Your goal >> The response should be the records below, repeated exactly, with each picture left out.

Given information >>
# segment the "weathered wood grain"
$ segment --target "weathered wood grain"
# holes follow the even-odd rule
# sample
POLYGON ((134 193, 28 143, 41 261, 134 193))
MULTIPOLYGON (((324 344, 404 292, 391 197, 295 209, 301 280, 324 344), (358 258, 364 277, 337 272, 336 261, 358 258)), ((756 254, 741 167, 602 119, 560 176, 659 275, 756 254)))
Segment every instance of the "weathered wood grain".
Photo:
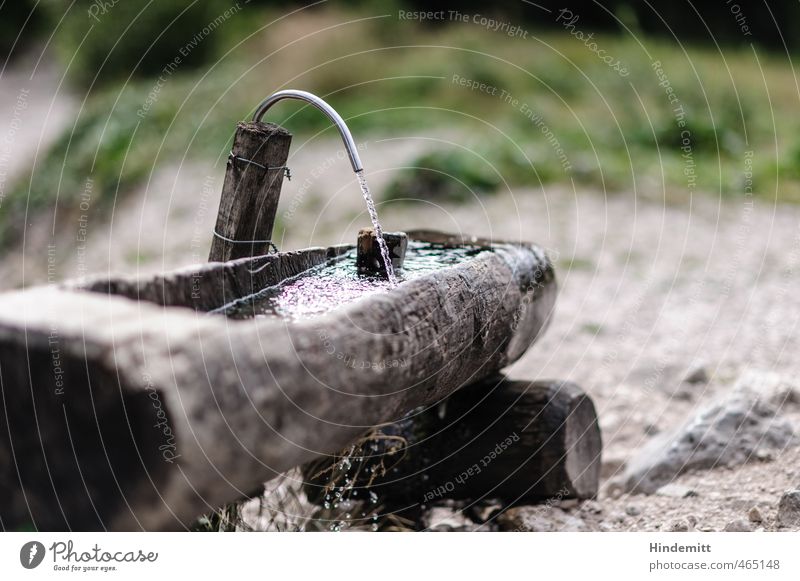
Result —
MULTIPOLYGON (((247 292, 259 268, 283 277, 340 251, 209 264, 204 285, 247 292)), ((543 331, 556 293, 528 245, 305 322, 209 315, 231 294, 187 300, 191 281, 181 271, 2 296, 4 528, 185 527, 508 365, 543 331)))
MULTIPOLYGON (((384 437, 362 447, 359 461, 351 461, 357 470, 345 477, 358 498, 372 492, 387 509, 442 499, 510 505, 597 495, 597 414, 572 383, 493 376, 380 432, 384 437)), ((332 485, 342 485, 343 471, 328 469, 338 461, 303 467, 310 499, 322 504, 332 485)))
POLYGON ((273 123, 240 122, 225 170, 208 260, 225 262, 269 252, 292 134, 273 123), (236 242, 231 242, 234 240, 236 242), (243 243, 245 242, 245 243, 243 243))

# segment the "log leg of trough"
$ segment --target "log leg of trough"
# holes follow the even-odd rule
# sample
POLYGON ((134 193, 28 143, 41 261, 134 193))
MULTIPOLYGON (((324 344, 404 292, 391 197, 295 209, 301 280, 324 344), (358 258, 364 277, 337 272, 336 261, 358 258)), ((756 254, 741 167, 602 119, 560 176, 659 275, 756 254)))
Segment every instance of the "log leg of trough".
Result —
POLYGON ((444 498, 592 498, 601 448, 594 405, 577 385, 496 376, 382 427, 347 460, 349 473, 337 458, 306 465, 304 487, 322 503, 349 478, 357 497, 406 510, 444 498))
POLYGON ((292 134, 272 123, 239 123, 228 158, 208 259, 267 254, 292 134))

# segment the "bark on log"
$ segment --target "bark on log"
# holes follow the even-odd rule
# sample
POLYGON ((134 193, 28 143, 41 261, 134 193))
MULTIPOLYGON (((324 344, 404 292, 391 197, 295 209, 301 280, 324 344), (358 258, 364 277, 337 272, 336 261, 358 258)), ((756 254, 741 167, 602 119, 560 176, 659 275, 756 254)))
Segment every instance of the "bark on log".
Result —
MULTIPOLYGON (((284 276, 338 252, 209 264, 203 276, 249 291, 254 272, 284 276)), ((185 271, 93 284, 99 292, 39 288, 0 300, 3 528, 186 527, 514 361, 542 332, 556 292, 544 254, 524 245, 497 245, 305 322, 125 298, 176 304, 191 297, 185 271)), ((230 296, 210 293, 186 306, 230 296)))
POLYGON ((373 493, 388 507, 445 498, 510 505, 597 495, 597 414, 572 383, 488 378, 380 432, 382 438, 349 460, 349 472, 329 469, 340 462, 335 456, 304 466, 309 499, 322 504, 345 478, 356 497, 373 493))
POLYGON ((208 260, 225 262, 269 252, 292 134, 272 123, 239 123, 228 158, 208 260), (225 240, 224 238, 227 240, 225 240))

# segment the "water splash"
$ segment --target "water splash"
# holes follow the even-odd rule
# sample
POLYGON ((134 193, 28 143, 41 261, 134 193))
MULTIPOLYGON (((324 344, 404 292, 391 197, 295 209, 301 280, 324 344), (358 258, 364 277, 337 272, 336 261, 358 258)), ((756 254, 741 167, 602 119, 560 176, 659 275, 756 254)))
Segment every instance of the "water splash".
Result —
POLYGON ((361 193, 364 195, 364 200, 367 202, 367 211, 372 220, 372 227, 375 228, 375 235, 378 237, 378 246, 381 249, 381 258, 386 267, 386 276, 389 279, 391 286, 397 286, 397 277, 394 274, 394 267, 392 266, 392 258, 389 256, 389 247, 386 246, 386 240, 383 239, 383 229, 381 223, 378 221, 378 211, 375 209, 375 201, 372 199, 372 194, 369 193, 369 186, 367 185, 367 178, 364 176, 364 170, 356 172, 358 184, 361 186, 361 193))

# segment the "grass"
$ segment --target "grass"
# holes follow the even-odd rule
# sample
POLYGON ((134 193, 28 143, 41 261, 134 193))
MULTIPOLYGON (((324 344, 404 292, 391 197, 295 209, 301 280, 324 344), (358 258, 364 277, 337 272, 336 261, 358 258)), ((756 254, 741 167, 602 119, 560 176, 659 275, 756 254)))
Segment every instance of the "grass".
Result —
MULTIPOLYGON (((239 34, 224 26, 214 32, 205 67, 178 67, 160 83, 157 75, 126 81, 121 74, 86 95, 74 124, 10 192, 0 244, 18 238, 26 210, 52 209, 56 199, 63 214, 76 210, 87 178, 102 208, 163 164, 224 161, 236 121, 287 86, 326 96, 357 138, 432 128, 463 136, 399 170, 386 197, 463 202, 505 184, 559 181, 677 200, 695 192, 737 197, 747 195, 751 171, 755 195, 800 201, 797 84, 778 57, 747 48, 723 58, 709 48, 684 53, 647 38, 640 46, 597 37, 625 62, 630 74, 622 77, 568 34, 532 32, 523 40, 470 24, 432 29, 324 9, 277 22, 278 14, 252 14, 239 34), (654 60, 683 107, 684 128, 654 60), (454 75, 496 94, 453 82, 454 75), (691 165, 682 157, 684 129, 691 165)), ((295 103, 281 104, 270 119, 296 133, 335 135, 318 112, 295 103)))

Answer box >>
# segment the "weathered wood grain"
$ segment --target "weathered wood grain"
# holes follow the even-odd rule
# sample
POLYGON ((134 193, 28 143, 41 261, 134 193))
MULTIPOLYGON (((324 344, 404 292, 391 197, 295 209, 301 280, 324 344), (358 258, 364 277, 337 272, 336 261, 358 258)), ((756 254, 741 167, 602 119, 560 176, 659 275, 756 254)))
Segment every instance of the "weathered wood grain".
Photo:
Result —
MULTIPOLYGON (((247 292, 259 268, 283 277, 340 251, 209 264, 204 285, 247 292)), ((543 331, 556 293, 528 245, 305 322, 209 315, 231 294, 187 300, 191 281, 181 271, 2 296, 4 528, 185 527, 508 365, 543 331)))
MULTIPOLYGON (((384 437, 362 447, 359 461, 351 461, 357 470, 345 477, 358 498, 372 492, 387 509, 442 499, 510 505, 597 495, 597 414, 572 383, 493 376, 380 432, 384 437)), ((332 485, 342 485, 343 471, 328 469, 338 461, 303 467, 310 499, 322 504, 332 485)))
POLYGON ((273 123, 240 122, 225 170, 208 260, 225 262, 269 252, 292 134, 273 123), (236 242, 231 242, 234 240, 236 242), (243 243, 245 242, 245 243, 243 243))

# segment the "log leg of trough"
$ segment --target "log leg of trough"
# holes follow the even-odd rule
# sample
POLYGON ((134 193, 28 143, 41 261, 134 193))
MULTIPOLYGON (((324 344, 404 292, 391 197, 295 209, 301 280, 324 344), (358 258, 364 277, 337 272, 336 261, 358 258)), ((756 254, 741 167, 602 119, 560 176, 659 275, 756 254)))
Segment every instance of the "log leg of trough".
Result —
POLYGON ((444 498, 592 498, 601 448, 594 405, 577 385, 496 376, 382 427, 347 460, 349 473, 337 458, 306 465, 304 487, 322 503, 349 478, 357 497, 406 510, 444 498))
POLYGON ((292 134, 272 123, 239 123, 228 158, 208 259, 267 254, 292 134))

# segment the "bark on log"
$ segment --target "bark on log"
# holes follow the even-odd rule
# sample
POLYGON ((134 193, 28 143, 41 261, 134 193))
MULTIPOLYGON (((324 344, 404 292, 391 197, 295 209, 301 280, 324 344), (358 258, 364 277, 337 272, 336 261, 358 258)), ((756 254, 741 167, 602 119, 560 176, 659 275, 756 254)))
Segment every instance of the "bark on log".
Result —
MULTIPOLYGON (((284 276, 338 252, 209 264, 203 276, 249 291, 254 272, 284 276)), ((185 271, 93 284, 99 292, 39 288, 0 300, 3 528, 186 527, 514 361, 542 332, 556 292, 544 254, 524 245, 497 245, 305 322, 125 298, 176 304, 191 297, 185 271)), ((230 296, 210 293, 186 306, 230 296)))
POLYGON ((373 493, 388 507, 445 498, 510 505, 597 495, 597 414, 572 383, 488 378, 380 432, 382 438, 349 460, 349 472, 329 469, 340 462, 335 456, 304 466, 309 499, 322 504, 345 478, 356 497, 373 493))
POLYGON ((208 260, 225 262, 269 252, 292 134, 272 123, 239 123, 228 158, 208 260), (225 240, 224 238, 227 240, 225 240))

# segment the "water splash"
$ segment --target "water splash"
# holes follow the even-odd rule
# sample
POLYGON ((134 193, 28 143, 41 261, 134 193))
MULTIPOLYGON (((324 344, 404 292, 391 197, 295 209, 301 280, 324 344), (358 258, 364 277, 337 272, 336 261, 358 258)), ((756 254, 741 167, 602 119, 560 176, 659 275, 756 254)))
Segment every instance of the "water splash".
Result —
POLYGON ((361 193, 364 195, 364 200, 367 202, 367 211, 372 220, 372 227, 375 228, 375 235, 378 237, 378 246, 381 249, 381 258, 386 267, 386 276, 389 279, 391 286, 397 286, 397 277, 394 274, 394 267, 392 266, 392 258, 389 256, 389 247, 386 246, 386 240, 383 239, 383 229, 381 223, 378 221, 378 211, 375 209, 375 201, 372 199, 372 194, 369 193, 369 186, 367 185, 367 178, 364 176, 364 170, 356 172, 358 184, 361 186, 361 193))

# segment the "grass"
$ segment --target "grass"
# holes follow the even-odd rule
# sample
POLYGON ((134 193, 28 143, 41 261, 134 193))
MULTIPOLYGON (((324 344, 404 292, 391 197, 295 209, 301 280, 324 344), (358 258, 364 277, 337 272, 336 261, 358 258)), ((756 254, 741 167, 602 119, 560 176, 659 275, 756 254)))
Segment every instance of the "grass".
Result —
MULTIPOLYGON (((239 34, 224 26, 214 32, 205 67, 178 67, 160 83, 157 75, 126 81, 121 74, 86 95, 74 124, 10 192, 0 244, 18 238, 26 210, 52 209, 56 199, 63 214, 76 210, 87 178, 102 208, 163 164, 224 161, 236 121, 287 86, 326 96, 357 138, 432 128, 463 136, 399 170, 386 197, 463 202, 505 184, 559 181, 677 200, 695 192, 737 197, 747 195, 751 171, 755 195, 800 201, 797 84, 778 57, 747 48, 723 58, 709 48, 684 53, 647 38, 640 46, 597 37, 625 62, 630 74, 622 77, 568 34, 532 32, 523 40, 470 24, 432 29, 324 9, 277 22, 278 14, 252 14, 239 34), (654 60, 683 107, 684 128, 654 60), (454 75, 496 94, 453 82, 454 75), (691 165, 682 157, 684 129, 691 165)), ((295 103, 281 104, 270 119, 296 133, 335 135, 318 112, 295 103)))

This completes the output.